— BEGIN Available records —
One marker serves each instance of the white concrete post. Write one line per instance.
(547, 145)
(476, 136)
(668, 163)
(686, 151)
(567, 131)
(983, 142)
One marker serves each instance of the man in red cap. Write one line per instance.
— END Available records —
-- Work required --
Render every line above as a Markdown table with the columns "No." and "Line", numbering the rows in order and omitting any blank lines.

-- Output of the exercise --
| No. | Line |
|---|---|
| 1 | One marker serves each instance of the white concrete post. Write one line per instance. |
| 2 | (547, 145) |
| 3 | (476, 136) |
| 4 | (668, 163) |
| 5 | (686, 151) |
| 6 | (567, 131) |
| 7 | (983, 142) |
| 8 | One marker serves each instance of the man in red cap. Write one line per instance. |